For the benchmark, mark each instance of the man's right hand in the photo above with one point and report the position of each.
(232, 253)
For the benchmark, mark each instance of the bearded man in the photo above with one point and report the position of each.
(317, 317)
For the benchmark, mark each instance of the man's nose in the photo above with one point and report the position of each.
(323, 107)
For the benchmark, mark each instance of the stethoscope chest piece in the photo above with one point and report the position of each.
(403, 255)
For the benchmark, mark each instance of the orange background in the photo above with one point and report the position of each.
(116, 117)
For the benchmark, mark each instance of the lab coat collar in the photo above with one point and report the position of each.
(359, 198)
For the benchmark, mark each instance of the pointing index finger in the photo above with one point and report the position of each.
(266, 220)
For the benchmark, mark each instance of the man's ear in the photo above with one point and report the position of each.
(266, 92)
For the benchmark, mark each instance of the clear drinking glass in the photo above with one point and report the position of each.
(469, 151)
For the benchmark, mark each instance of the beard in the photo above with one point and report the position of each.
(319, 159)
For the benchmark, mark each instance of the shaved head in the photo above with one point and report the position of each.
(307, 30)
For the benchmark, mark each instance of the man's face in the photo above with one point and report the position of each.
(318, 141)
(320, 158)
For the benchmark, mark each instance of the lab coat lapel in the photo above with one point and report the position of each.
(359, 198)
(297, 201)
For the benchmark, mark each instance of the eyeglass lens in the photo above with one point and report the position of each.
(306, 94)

- TASK TO CARRY OUT -
Reproduce all of the records above word for word, line by line, with nothing changed or left out.

- RESPONSE FOR THIS EXERCISE -
For the benchmark, mark each instance of the man's right hand in the photo above with one point and report the position of each.
(232, 253)
For the benchmark, mark each instance of the bearded man in the photo above with one point and report the position of each.
(317, 317)
For the benchmark, mark each instance of the man's nose in the photo above with one point and report the position of each.
(323, 107)
For the benchmark, mark each instance of the stethoscope chest piece in the photo above with one point and report the position of each.
(403, 255)
For the benchmark, mark each instance of the orange background in the photo above with one point and report the position of each.
(116, 117)
For the benchmark, mark each instance of the lab coat collar in the photo above with one point and report the position of each.
(359, 198)
For the benchmark, mark each instance of the pointing index finger in the photo above with one point and report the position of each.
(266, 220)
For the benchmark, mark each instance of the man's ear in the photo above with one point and report the position of each.
(266, 92)
For the benchmark, mark each instance of the clear drinking glass in the photo above with one point and report the position of each.
(469, 151)
For the benchmark, mark each instance of the beard in the photo above with one point and report the position of each.
(319, 159)
For the benchmark, mark each instance of the shaved head in the photo above with one point and report the position of each.
(307, 30)
For the benchmark, mark each instance of the man's face in the photo above with one point and report the position of each.
(318, 141)
(320, 158)
For the benchmark, mark each instance of the lab coat lapel in the photo above with one point and report the position of each.
(359, 198)
(297, 201)
For the benchmark, mark each instance of the eyeglass lens in the photo above with one point and report the position of each.
(306, 94)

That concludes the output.